EXERCISE AIM: Each line of the data below must be reproduced without any change.

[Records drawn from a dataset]
..............................

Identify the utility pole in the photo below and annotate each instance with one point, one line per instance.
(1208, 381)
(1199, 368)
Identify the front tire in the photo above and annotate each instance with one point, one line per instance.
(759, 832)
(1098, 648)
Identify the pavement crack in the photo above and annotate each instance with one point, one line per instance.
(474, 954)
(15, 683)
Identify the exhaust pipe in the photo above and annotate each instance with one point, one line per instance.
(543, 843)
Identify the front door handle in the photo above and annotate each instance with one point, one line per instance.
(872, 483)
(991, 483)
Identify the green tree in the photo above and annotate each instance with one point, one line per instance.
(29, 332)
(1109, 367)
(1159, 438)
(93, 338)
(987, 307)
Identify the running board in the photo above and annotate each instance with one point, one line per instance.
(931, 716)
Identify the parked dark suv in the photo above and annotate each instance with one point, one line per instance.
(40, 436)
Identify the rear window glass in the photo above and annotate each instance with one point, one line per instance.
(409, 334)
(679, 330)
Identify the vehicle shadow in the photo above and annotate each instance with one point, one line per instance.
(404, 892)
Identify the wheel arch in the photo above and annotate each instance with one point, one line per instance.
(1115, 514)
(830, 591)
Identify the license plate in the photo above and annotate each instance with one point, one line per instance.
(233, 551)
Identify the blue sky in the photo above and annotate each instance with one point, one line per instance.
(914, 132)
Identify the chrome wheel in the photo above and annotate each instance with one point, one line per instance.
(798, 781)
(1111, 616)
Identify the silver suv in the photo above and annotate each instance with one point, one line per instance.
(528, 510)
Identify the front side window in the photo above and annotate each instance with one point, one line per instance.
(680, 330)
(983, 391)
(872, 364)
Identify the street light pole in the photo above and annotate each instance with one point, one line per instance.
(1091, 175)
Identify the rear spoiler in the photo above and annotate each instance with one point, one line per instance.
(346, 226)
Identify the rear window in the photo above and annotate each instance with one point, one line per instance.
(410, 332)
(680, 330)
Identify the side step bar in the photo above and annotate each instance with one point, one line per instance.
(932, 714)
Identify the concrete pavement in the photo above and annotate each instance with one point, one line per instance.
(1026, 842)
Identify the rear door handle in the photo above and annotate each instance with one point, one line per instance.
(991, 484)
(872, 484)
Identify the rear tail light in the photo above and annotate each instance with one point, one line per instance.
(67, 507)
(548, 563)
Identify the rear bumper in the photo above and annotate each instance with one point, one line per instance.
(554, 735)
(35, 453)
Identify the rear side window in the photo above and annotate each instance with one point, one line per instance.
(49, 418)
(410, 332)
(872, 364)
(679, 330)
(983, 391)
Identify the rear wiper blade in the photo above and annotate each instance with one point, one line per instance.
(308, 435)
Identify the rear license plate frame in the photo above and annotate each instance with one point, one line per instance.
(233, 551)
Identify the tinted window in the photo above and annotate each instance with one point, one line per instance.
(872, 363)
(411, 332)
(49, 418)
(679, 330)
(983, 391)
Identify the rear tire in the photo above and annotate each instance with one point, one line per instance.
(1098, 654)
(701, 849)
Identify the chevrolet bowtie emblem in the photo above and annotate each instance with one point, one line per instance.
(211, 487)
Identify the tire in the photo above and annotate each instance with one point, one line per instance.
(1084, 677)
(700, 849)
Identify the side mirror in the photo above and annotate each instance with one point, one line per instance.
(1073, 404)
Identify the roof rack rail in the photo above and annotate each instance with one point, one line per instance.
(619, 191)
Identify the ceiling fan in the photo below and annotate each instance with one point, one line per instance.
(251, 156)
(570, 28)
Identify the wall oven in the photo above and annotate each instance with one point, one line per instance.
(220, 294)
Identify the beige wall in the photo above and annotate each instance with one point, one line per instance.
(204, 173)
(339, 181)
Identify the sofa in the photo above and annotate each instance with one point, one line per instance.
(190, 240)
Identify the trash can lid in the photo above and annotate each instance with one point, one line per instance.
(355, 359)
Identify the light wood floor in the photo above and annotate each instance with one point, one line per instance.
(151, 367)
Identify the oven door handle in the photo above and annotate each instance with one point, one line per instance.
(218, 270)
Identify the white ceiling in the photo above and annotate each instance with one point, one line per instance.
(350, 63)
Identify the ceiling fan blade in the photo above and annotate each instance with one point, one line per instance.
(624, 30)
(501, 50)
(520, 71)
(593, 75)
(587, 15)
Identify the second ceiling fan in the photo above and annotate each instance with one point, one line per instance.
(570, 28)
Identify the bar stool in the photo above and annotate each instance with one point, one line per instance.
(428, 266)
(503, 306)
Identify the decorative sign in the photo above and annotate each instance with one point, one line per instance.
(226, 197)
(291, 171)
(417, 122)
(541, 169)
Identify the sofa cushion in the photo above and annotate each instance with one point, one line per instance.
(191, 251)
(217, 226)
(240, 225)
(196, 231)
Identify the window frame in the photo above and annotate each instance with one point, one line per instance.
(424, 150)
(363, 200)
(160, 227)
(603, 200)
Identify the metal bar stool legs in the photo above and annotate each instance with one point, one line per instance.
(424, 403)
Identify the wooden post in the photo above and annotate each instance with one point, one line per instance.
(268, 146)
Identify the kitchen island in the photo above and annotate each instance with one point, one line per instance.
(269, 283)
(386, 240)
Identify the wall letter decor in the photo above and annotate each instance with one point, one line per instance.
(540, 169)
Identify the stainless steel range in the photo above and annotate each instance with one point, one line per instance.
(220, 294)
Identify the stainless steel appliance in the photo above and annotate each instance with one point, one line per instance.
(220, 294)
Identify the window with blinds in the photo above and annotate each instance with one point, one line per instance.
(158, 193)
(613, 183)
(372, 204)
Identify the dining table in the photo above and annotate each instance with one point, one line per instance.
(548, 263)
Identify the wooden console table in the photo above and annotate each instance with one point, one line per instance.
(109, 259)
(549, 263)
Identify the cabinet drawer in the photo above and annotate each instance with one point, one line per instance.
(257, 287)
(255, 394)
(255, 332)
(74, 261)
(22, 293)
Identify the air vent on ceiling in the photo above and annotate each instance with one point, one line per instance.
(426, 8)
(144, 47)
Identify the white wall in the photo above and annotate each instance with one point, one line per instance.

..............................

RESULT:
Identify the utility pole in the photo below and annotate each instance with one point, one line per instance.
(1208, 381)
(1199, 368)
Identify the front tire in the photo above and annotate each instance with one point, one line per instance.
(759, 832)
(1098, 648)
Identify the pavement crack in the photo above and annotate each instance with one point, one line per instance.
(474, 954)
(15, 683)
Identify the exhaust pipe in the photo above and annotate each instance with one point, one line per instance.
(543, 843)
Identify the front door handle in the photo above and annotate each instance with one point, one line per instance.
(872, 483)
(991, 483)
Identify the green tree in the photo above and annotate each instance with one point, one line per instance.
(29, 332)
(1109, 367)
(1159, 438)
(93, 338)
(987, 307)
Identify the running board in the photo above and annotate each instance with one point, one line per instance.
(931, 716)
Identify the parked dark suv in the photo above and annotate each instance with one point, one line per instance.
(40, 436)
Identify the rear window glass in the photo above and annotate each instance with one point, one line per instance.
(409, 334)
(679, 330)
Identify the vehicle shadow in the photo above and annotate each instance with one point, one line per instance.
(404, 892)
Identify the wheel arch in the photo above and annotate each instance with one point, one line per instance.
(1115, 514)
(830, 591)
Identify the license plate in the photo above and annotate each instance with one point, one line per instance.
(233, 551)
Identify the blue sky in the photo above and annotate each instance with one point, one line per instance.
(914, 132)
Identify the chrome wheel in the photo above and annotate each instance with one point, one line per instance.
(798, 781)
(1111, 616)
Identify the silver suv in the photo above and annotate each instance with one point, one line per instance.
(528, 510)
Identify the front side window in the photo above and annotate each instance with one point, one line per instance.
(680, 330)
(983, 391)
(872, 364)
Identify the street light pole in the photo above and annotate each instance with one point, one line per instance.
(1091, 175)
Identify the rear spoiler in the photo above and annotate each instance with one point, one line per instance.
(346, 226)
Identify the rear window in the photo above and annotate each instance with one point, one line per instance.
(410, 332)
(680, 330)
Identify the side step bar in the photo above and annotate each instance with one point, one line per instance.
(932, 714)
Identify the concrete pavement in the photo above and annotate each instance with one point, one line per instance.
(1026, 842)
Identify the rear door handle in the photo above and annotate each instance with one point, one line per instance.
(991, 484)
(872, 484)
Identify the rear tail light in the photo above and annotate each instance with one point, one line per instance.
(67, 507)
(548, 563)
Identify the rear bumper in the photo above and annotate each instance with one point, one line per instance.
(554, 735)
(35, 453)
Identify the rear side window in the photo above and annotate each instance with one point, one line per instance.
(49, 418)
(410, 332)
(872, 364)
(679, 330)
(983, 391)
Identify the rear wiper blade in the photo above and annotate each instance with one point, one line per instance.
(308, 435)
Identify the rear license plate frame in the photo above and annotate each instance with one point, one line per instance.
(233, 551)
Identify the tinted window in the photo above and annotate each instance with one point, one line per instance.
(872, 363)
(411, 332)
(49, 418)
(679, 330)
(983, 391)
Identify the rear tire in the photo above and annotate each instance with one point, one line per instance.
(1098, 654)
(701, 849)
Identify the chevrolet bowtie emblem in the photo above and annotate each instance with one point, one line per instance.
(211, 487)
Identify the tire in the photo above and annotate each instance with one point, one line per instance.
(1084, 677)
(700, 849)
Identify the side mirror in the photo above and annotate each instance with one point, one line per instance.
(1073, 404)
Identify the roof rack rail in the photo above and annotate each instance with one point, one line per instance.
(619, 191)
Identify the ceiling fan in the photo below and annotate each instance with one point, one line per instance.
(251, 156)
(570, 28)
Identify the wall oven in the photo above and annotate each instance with one point, one line per instance.
(220, 294)
Identify the beige wall in the photo above and annotate each instance with one point, one line per instance.
(204, 173)
(339, 181)
Identify the sofa in the photo above and annotate each instance with one point, one line per instance.
(190, 240)
Identify the trash can lid in the photo above and annotate each instance with one point, one line per instance.
(355, 359)
Identify the light wood floor in the photo above and annotate each instance with one point, one line per instance.
(151, 367)
Identify the oven door handle in the photo above and annotate each instance with one point, one line per instance.
(218, 270)
Identify the white ceiling in the photo above and annotate each instance with one point, one line per instance.
(350, 63)
Identify the ceiling fan blade in the photo above and annotate each instance with one point, one line per instance.
(624, 30)
(501, 50)
(520, 71)
(593, 75)
(587, 15)
Identify the second ceiling fan in the photo above and annotate each instance with one point, one line per instance.
(570, 28)
Identify the bar stool in the photo above and annotate each instance with one point, one line per instance.
(428, 266)
(503, 306)
Identify the decorative sign in the photo above and annotate each instance with one point, one line per instance.
(226, 197)
(291, 171)
(417, 122)
(541, 169)
Identify the sofa cushion in the photo above and annotate each instance with one point, one line per instance.
(191, 251)
(217, 226)
(240, 225)
(196, 231)
Identify the window frame in the photo above and annotate each instance with one point, one line per instance.
(424, 150)
(363, 200)
(160, 227)
(603, 200)
Identify the metal bar stool legs in the photo above and annotate each instance with one point, one line per instance.
(424, 403)
Identify the wooden post in the photo above and annotate each instance with one point, one line per instance.
(268, 146)
Identify the kitchen island in the photo above and annotate each instance with one point, one line per instance.
(269, 283)
(386, 240)
Identify the wall letter decor in the photo above and annotate each instance with one point, one line per instance.
(540, 169)
Identify the stainless steel range in the photo above and annotate each instance with one point, one line per instance.
(220, 294)
Identify the stainless steel appliance in the photo above and annotate each instance with one point, one line per instance.
(220, 294)
Identify the window with blinds in the photo above and annotate each instance with one point, one line per instance.
(158, 193)
(613, 183)
(372, 204)
Identify the dining table in the photo above and annotate each instance with one point, one line per instance.
(548, 263)
Identify the wooden console table in the photo above and annotate each instance with one point, one line per instance.
(109, 259)
(549, 263)
Identify the cabinet drawer in the photo above and annotate each instance with one point, one line per instance.
(257, 287)
(255, 394)
(255, 332)
(74, 261)
(22, 293)
Identify the air vent on ceiling in the photo above and annotate each instance with one point, one line per instance.
(426, 8)
(144, 47)
Identify the white wall in the photo above and annotate each instance with one point, one line per instance.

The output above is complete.